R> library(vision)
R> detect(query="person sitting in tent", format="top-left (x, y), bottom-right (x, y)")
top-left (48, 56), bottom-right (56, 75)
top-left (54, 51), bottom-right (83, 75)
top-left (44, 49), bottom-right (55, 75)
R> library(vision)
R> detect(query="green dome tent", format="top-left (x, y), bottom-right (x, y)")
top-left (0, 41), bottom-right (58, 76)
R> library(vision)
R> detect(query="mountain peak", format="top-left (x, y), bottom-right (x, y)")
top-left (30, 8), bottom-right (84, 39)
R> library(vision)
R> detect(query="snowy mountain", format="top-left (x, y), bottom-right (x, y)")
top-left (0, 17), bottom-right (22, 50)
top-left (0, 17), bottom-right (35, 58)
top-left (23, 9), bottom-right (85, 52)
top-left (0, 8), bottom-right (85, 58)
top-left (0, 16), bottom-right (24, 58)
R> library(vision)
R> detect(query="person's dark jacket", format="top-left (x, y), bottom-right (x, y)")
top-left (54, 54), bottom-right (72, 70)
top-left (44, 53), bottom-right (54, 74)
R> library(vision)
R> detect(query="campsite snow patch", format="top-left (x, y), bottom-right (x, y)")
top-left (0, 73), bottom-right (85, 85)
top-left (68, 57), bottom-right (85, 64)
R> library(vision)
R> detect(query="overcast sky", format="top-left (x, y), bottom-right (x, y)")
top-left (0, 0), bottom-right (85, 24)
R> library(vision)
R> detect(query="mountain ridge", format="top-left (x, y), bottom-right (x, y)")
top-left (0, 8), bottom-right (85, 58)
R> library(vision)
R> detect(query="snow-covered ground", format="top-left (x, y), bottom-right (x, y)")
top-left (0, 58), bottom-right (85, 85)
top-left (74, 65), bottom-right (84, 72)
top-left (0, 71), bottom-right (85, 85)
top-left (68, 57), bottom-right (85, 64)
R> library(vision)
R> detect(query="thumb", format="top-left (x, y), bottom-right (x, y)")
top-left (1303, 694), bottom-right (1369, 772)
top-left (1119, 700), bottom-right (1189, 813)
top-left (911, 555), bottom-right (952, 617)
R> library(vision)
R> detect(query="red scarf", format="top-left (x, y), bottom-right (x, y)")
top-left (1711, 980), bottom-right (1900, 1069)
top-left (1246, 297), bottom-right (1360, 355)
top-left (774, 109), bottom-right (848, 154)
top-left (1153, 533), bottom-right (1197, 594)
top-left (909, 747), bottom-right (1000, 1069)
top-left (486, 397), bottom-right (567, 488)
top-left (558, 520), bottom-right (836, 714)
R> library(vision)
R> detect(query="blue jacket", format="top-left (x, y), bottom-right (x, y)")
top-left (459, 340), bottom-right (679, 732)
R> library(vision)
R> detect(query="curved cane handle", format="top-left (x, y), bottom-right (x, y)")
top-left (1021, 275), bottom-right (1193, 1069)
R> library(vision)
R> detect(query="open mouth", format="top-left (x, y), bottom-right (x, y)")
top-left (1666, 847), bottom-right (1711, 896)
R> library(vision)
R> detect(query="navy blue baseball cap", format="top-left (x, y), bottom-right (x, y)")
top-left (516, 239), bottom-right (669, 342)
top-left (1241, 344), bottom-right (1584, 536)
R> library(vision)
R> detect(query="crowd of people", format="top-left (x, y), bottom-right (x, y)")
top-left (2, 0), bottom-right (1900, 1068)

== == ==

TASK PROMPT
The full set of entries above needs to be restated word for word.

EXERCISE RESPONSE
R> library(vision)
R> detect(query="person sitting in tent", format="top-left (x, y), bottom-right (x, y)")
top-left (48, 56), bottom-right (56, 75)
top-left (54, 51), bottom-right (83, 75)
top-left (44, 49), bottom-right (55, 75)
R> library(vision)
R> detect(query="green dome tent", format="top-left (x, y), bottom-right (x, y)")
top-left (0, 41), bottom-right (58, 76)
R> library(vision)
R> detect(query="mountain peak", format="top-left (x, y), bottom-right (x, y)")
top-left (30, 8), bottom-right (84, 39)
R> library(vision)
R> detect(query="snowy mountain", format="top-left (x, y), bottom-right (x, y)")
top-left (0, 17), bottom-right (22, 50)
top-left (0, 17), bottom-right (35, 58)
top-left (23, 9), bottom-right (85, 52)
top-left (0, 8), bottom-right (85, 58)
top-left (0, 16), bottom-right (24, 58)
R> library(vision)
R> detect(query="person's dark jacket", format="top-left (x, y), bottom-right (x, y)")
top-left (54, 54), bottom-right (72, 70)
top-left (44, 53), bottom-right (54, 74)
R> library(vision)
R> detect(query="campsite snow patch", format="top-left (x, y), bottom-right (x, y)")
top-left (0, 73), bottom-right (85, 85)
top-left (68, 57), bottom-right (85, 64)
R> library(vision)
R> detect(query="overcast sky", format="top-left (x, y), bottom-right (x, y)")
top-left (0, 0), bottom-right (85, 24)
R> library(vision)
R> detect(query="mountain ridge", format="top-left (x, y), bottom-right (x, y)")
top-left (0, 8), bottom-right (85, 58)
R> library(vision)
R> detect(query="snow-covered ground", format="top-left (x, y), bottom-right (x, y)")
top-left (0, 58), bottom-right (85, 85)
top-left (74, 65), bottom-right (84, 72)
top-left (0, 71), bottom-right (85, 85)
top-left (68, 57), bottom-right (85, 64)
R> library(vision)
R> detect(query="thumb", format="top-left (x, y), bottom-right (x, y)")
top-left (1303, 694), bottom-right (1369, 772)
top-left (1119, 700), bottom-right (1189, 813)
top-left (911, 555), bottom-right (952, 617)
R> library(vision)
R> detect(query="red scarf", format="top-left (x, y), bottom-right (x, y)")
top-left (1711, 980), bottom-right (1900, 1069)
top-left (1246, 297), bottom-right (1360, 355)
top-left (774, 109), bottom-right (848, 154)
top-left (1153, 533), bottom-right (1197, 594)
top-left (909, 747), bottom-right (1000, 1069)
top-left (486, 397), bottom-right (567, 488)
top-left (558, 520), bottom-right (836, 714)
R> library(vision)
R> detect(query="blue jacket", format="top-left (x, y), bottom-right (x, y)")
top-left (459, 340), bottom-right (679, 732)
R> library(vision)
R> detect(query="curved cane handle", format="top-left (x, y), bottom-right (x, y)")
top-left (1021, 275), bottom-right (1193, 1069)
R> library(vision)
R> detect(query="open mouth", format="top-left (x, y), bottom-right (x, y)")
top-left (1666, 847), bottom-right (1711, 896)
R> library(vision)
R> detect(query="navy blue baseball cap", format="top-left (x, y), bottom-right (x, y)")
top-left (516, 239), bottom-right (669, 342)
top-left (1241, 344), bottom-right (1584, 536)
R> library(vision)
R> detect(query="crowd of people", format="top-left (x, y), bottom-right (x, y)")
top-left (2, 0), bottom-right (1900, 1068)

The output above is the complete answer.